• Records for this exercise
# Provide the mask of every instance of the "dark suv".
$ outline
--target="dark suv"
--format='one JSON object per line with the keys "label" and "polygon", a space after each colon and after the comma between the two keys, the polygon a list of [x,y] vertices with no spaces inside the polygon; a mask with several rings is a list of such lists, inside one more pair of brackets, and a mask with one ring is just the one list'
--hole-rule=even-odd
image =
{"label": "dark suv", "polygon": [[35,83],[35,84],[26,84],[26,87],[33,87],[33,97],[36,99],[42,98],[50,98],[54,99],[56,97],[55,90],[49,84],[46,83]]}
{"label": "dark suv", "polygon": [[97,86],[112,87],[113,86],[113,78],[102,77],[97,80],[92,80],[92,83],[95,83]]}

• What the exercise asks
Reproduce the data above verbatim, keeping every line and character unchanged.

• Complete output
# Provide the mask of every instance of the "dark suv".
$ outline
--target="dark suv"
--format='one JSON object per line with the keys "label" and "polygon", a space after each colon and after the comma between the two keys, the polygon a list of [x,y] vertices with no spaces inside the polygon; a mask with several rings is a list of such lists, inside one more pair of brackets, and a mask with one ring is just the one list'
--hole-rule=even-odd
image =
{"label": "dark suv", "polygon": [[35,83],[35,84],[26,84],[26,87],[33,87],[33,97],[36,99],[42,98],[50,98],[54,99],[56,97],[55,90],[49,84],[46,83]]}
{"label": "dark suv", "polygon": [[97,86],[112,87],[113,86],[113,78],[102,77],[97,80],[92,80],[92,83],[95,83]]}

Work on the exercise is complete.